Amazon's Significant Seven
Janet Evanovich kindly agreed to take the life quiz we like to give to all our authors: the Amazon Significant Seven.
Q: What book has had the most significant impact on your life?
A: Uncle Scrooge adventures by Carl Barks. They gave me a lifelong love of the adventure story both in film and literature. And I wouldn't mind pushing my quarters around with a bulldozer in real life, either.
Q: You are stranded on a desert island with only one book, one CD, and one DVD--what are they?
A: Book: The Neiman Marcus holiday catalog (I can pretend I'm shopping.)
CD: MTVs Grind, Volume 1 (Happy music and I love the samba.)
DVD: Shrek 2 (Happy movie.)
Q: What is the worst lie you've ever told?
A: "No. Your butt doesn't look big in those pants." Said to myself.
Q: Describe the perfect writing environment.

------------------------------------------------------------

■ PROBLEM
Extend the Janet Evanovich interview above past its final line, starting with the answer to the question about the perfect writing environment.

■ RECORD EXCERPTS
------------------------------------------------------------

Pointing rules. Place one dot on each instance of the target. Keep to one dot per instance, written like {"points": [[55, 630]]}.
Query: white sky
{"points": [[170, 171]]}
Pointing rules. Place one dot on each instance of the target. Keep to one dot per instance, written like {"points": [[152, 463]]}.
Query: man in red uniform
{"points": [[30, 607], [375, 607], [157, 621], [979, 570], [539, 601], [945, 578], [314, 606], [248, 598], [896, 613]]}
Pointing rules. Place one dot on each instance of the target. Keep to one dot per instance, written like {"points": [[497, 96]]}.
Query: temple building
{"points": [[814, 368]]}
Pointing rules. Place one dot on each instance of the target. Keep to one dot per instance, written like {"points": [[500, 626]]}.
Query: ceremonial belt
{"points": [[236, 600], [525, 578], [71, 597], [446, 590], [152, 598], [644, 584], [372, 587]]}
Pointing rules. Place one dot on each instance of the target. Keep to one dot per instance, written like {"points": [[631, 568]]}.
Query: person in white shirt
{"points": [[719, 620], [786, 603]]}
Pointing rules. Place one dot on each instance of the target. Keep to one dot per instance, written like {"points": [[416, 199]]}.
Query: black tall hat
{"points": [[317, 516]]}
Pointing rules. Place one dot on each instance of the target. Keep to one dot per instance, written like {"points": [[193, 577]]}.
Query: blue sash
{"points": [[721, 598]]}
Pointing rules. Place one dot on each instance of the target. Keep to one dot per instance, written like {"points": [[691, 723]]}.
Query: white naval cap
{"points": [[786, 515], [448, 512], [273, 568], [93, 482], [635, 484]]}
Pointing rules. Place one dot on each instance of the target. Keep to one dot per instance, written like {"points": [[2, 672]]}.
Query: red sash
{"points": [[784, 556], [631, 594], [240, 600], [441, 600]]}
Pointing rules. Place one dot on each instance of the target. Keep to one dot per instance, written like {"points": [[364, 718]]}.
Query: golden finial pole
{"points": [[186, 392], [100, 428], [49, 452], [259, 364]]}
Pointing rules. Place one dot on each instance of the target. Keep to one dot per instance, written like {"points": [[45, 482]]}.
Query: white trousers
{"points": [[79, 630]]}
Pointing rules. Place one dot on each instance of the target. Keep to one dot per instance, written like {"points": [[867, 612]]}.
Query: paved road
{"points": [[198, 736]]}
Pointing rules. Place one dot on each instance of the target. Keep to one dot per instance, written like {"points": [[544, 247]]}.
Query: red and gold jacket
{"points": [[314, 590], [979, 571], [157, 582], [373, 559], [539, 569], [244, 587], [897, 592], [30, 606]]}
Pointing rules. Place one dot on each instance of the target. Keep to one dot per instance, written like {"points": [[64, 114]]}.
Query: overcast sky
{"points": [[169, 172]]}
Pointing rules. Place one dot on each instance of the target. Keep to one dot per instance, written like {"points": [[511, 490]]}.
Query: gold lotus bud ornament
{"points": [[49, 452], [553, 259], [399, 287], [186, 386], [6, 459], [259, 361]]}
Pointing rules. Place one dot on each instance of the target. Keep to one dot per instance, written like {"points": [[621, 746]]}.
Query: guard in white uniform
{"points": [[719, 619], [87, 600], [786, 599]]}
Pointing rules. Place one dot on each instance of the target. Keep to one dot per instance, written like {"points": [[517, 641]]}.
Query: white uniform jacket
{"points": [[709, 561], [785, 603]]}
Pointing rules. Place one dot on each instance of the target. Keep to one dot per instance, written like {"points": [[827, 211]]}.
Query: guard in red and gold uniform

------------------------------------------------------------

■ EXERCISE RESULT
A: No phone. Locked door. Room service. Silence. My cat (Gus) on my lap.
Q: If you could write your own epitaph, what would it say?
A: "Later, Dudes!"
Q: Who is the one person living or dead that you would like to have dinner with?
A: Jim Henson (creator of the Muppets)
Q: If you could have one superpower, what would it be?
A: The ability to eat Cheez Doodles and Krispy Kremes and never get fat.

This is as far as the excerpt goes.